Update the rows from the line with "For every instance of the hull" up to and including the line with "pixel 104 118" by replacing "dot" with "point". Leave everything else unchanged.

━━━━

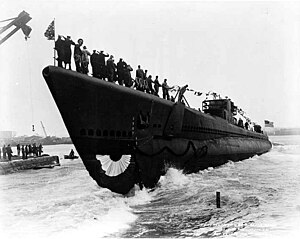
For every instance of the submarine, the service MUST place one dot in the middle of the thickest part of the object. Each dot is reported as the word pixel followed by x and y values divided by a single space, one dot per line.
pixel 126 137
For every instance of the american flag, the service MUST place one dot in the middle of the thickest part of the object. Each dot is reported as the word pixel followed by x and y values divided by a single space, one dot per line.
pixel 50 32
pixel 269 123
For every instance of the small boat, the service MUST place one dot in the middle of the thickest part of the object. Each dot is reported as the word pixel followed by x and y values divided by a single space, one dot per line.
pixel 70 157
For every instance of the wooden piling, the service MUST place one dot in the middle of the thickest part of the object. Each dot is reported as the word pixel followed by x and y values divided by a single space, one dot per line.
pixel 218 199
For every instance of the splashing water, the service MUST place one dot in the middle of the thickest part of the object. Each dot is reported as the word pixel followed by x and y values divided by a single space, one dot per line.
pixel 260 198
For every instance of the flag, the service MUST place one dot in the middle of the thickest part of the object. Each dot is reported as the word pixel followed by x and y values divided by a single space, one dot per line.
pixel 269 123
pixel 50 32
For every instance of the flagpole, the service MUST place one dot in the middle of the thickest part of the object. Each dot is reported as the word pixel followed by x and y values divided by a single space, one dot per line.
pixel 54 53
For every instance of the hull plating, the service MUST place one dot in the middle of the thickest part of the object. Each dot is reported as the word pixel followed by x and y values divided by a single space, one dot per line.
pixel 108 119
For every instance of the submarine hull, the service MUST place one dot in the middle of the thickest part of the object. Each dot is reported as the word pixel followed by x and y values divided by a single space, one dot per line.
pixel 104 118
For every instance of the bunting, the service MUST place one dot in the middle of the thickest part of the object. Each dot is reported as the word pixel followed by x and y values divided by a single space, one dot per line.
pixel 50 32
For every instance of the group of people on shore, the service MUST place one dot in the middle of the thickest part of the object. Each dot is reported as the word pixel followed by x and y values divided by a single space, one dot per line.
pixel 107 69
pixel 25 150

━━━━

TASK SOLUTION:
For every instance of the hull plating, the service MUST place one point in the middle of the thickest part of the object. Each point is reported as the word pixel followed by x and y values divided by a single space, one point per line.
pixel 108 119
For every instance of the submarine hull, the service MUST place one point in the middle of the thickest part of the object. Each point is reported as the word pixel followed by x and y values divided by a single space, one point per line.
pixel 104 118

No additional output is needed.